Task prompt: Exactly the lines from the one that holds "of the advertising" to the end of the data below: retype these and nothing else.

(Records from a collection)
━━━━━━━━━━━━━━━━

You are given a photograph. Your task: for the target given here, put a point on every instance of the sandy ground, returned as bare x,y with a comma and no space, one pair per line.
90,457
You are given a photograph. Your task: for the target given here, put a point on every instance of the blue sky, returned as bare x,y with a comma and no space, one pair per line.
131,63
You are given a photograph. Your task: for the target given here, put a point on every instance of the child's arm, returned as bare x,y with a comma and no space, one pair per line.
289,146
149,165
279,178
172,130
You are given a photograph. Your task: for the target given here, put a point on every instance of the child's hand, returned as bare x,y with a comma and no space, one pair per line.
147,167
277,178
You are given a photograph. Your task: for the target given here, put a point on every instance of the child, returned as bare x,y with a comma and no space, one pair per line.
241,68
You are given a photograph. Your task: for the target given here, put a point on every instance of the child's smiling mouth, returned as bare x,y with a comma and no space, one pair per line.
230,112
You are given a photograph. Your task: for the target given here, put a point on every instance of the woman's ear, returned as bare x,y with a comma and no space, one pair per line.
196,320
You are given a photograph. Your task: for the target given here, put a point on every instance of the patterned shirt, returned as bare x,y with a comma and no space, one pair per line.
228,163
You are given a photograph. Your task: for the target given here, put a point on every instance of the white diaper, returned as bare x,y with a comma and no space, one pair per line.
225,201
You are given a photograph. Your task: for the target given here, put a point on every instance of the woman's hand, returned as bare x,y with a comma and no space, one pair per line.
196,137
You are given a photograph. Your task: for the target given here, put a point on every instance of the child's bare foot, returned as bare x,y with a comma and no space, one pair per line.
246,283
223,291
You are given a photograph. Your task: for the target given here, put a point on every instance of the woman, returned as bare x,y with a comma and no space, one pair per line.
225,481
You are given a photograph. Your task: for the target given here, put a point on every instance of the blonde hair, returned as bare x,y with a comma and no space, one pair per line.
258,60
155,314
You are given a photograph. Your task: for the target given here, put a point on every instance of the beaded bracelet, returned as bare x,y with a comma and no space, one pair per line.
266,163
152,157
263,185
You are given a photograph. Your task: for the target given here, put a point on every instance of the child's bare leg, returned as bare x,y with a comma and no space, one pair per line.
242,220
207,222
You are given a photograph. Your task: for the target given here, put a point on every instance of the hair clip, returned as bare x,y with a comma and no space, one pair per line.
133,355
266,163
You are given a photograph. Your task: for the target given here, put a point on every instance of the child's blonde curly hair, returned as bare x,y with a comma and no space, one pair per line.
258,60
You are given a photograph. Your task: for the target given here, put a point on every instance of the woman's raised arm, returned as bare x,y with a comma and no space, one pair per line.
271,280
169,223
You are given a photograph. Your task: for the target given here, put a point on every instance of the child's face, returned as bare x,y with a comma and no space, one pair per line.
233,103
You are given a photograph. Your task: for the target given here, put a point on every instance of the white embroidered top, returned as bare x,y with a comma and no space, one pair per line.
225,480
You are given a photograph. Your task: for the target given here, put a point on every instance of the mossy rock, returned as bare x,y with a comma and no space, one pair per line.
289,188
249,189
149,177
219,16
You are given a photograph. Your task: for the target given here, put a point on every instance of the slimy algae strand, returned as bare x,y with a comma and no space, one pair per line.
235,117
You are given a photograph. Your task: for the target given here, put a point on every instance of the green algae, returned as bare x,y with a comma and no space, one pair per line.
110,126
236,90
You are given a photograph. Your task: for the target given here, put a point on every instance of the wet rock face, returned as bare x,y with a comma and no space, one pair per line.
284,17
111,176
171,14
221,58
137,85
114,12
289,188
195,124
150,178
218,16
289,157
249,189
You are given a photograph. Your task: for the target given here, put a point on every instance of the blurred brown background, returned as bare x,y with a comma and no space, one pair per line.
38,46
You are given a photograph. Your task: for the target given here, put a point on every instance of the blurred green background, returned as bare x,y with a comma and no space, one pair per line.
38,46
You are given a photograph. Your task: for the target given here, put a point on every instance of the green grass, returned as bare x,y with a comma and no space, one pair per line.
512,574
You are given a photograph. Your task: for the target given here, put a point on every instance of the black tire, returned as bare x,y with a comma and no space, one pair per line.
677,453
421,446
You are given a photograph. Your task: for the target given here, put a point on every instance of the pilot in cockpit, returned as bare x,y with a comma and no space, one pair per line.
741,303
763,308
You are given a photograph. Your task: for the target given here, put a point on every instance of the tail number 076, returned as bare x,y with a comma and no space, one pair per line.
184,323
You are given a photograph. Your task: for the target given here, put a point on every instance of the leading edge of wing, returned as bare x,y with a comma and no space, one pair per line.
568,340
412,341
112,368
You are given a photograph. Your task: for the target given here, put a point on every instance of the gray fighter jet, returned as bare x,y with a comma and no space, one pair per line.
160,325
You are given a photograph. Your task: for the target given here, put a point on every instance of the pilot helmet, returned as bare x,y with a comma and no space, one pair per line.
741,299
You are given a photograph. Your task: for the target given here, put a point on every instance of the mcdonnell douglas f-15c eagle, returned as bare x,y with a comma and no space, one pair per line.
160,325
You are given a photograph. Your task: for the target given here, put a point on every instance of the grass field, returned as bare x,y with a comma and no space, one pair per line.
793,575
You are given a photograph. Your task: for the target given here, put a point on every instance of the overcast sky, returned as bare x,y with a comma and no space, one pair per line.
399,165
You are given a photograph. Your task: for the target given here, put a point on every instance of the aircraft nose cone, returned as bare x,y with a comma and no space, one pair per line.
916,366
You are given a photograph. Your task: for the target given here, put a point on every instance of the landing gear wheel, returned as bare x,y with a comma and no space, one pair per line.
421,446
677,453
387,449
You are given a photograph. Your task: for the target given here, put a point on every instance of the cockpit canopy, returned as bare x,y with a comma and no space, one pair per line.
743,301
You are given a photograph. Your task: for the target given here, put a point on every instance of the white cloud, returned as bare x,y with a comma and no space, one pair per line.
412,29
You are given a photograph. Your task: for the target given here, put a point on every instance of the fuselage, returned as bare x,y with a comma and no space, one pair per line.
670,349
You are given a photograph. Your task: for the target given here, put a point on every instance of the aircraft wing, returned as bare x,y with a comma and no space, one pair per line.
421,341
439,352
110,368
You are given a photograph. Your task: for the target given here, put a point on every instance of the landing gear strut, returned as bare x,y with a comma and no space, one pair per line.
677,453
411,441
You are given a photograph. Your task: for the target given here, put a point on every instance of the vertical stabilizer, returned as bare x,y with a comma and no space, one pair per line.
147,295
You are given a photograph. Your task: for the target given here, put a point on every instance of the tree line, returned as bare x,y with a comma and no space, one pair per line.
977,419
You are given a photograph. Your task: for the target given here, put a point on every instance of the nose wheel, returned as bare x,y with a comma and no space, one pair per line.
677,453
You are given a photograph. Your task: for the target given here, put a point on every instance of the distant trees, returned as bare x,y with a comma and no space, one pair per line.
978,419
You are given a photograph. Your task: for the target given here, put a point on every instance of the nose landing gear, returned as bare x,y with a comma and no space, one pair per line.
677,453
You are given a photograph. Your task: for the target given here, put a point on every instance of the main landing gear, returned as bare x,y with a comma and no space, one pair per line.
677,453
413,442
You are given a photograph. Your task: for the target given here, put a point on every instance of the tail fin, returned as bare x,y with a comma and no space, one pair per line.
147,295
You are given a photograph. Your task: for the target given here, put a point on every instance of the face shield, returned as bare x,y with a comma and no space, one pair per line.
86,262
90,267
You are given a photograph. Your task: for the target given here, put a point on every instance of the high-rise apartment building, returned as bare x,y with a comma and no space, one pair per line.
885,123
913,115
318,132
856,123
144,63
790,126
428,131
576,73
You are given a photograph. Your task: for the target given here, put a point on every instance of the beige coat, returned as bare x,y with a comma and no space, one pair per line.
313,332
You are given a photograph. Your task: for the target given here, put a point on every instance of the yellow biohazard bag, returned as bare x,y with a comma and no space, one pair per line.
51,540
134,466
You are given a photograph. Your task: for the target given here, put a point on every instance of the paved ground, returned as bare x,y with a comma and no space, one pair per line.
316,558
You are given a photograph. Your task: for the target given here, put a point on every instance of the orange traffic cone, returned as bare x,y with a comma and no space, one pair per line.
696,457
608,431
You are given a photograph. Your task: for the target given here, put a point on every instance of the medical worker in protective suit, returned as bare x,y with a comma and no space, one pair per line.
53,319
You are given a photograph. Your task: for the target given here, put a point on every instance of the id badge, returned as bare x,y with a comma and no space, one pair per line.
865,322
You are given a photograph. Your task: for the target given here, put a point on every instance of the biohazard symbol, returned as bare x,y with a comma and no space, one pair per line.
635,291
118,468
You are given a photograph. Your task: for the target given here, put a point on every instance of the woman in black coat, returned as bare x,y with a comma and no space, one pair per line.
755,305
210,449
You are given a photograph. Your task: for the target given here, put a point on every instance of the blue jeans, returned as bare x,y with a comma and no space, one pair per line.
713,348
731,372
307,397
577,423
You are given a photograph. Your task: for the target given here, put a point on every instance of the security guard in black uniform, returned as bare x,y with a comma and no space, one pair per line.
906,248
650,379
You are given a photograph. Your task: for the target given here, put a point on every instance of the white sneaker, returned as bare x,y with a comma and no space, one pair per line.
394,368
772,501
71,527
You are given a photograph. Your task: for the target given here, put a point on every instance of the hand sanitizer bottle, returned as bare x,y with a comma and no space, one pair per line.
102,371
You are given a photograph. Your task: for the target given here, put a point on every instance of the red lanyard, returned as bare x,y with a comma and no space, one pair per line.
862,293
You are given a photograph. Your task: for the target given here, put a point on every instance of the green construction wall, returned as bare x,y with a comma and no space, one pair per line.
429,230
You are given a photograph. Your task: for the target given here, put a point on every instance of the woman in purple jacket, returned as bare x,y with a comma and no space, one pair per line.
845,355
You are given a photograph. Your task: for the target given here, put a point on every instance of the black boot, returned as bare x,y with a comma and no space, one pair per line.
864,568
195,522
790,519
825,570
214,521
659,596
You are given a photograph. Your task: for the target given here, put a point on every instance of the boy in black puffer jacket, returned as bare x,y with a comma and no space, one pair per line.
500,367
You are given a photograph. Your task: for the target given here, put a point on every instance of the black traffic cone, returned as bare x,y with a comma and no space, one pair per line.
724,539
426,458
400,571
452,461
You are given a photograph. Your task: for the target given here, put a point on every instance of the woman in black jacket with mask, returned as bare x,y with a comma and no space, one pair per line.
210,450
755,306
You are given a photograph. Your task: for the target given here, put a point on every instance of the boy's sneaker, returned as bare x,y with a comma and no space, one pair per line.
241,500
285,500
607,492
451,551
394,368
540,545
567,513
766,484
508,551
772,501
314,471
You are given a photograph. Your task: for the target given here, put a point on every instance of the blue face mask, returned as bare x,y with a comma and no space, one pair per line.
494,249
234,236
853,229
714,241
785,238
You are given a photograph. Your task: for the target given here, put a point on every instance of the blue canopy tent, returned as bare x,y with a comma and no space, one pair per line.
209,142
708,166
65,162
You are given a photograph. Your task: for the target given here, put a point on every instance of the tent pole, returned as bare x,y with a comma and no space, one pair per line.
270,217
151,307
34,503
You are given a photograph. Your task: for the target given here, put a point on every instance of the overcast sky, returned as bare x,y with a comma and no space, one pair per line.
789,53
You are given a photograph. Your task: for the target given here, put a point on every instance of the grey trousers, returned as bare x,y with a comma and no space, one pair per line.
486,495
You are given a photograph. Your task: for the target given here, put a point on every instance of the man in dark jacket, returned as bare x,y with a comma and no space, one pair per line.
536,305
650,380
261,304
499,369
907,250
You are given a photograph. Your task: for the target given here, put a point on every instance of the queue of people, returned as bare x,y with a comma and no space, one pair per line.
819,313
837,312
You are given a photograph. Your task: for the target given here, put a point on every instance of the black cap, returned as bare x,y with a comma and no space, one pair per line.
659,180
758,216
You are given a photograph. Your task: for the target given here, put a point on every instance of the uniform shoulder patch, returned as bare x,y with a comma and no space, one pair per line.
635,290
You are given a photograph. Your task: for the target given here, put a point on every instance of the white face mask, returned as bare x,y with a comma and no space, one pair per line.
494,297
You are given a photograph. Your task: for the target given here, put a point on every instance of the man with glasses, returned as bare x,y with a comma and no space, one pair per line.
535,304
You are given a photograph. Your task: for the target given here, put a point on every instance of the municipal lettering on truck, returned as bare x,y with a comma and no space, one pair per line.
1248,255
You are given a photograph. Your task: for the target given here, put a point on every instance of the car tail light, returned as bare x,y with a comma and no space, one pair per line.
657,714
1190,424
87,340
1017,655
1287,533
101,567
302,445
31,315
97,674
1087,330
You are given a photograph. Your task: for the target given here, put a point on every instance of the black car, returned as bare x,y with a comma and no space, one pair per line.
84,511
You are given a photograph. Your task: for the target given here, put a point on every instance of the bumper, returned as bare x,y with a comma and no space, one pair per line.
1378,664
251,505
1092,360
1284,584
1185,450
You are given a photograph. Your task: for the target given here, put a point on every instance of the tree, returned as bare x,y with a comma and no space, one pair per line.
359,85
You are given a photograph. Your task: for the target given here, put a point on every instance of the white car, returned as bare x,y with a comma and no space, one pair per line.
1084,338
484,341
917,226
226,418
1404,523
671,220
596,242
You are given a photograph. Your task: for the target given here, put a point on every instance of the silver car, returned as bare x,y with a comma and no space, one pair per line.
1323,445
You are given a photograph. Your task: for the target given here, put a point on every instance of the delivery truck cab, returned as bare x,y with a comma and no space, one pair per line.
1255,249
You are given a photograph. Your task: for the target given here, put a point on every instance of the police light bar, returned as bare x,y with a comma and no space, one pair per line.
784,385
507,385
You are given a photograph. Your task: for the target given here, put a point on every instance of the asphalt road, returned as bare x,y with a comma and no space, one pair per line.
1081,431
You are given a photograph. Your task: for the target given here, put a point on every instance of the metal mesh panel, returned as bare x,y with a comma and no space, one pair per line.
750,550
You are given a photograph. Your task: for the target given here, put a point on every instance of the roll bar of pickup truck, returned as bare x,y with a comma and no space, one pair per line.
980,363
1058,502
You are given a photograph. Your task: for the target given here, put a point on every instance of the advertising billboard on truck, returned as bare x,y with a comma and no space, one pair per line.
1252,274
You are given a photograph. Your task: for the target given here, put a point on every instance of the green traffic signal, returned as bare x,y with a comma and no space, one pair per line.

━━━━━━━━━━━━━━━━

Exercise answer:
You are given a photograph. Your task: for the target given here, put a point on every instance of the advertising billboard on truck, returned as bare x,y with a comma and no space, one pair per line.
1252,274
You are given a photograph. Your task: for the target given here, put a point on every instance of the green traffic signal, returned as bare x,y with a comma and no space, one pair per line.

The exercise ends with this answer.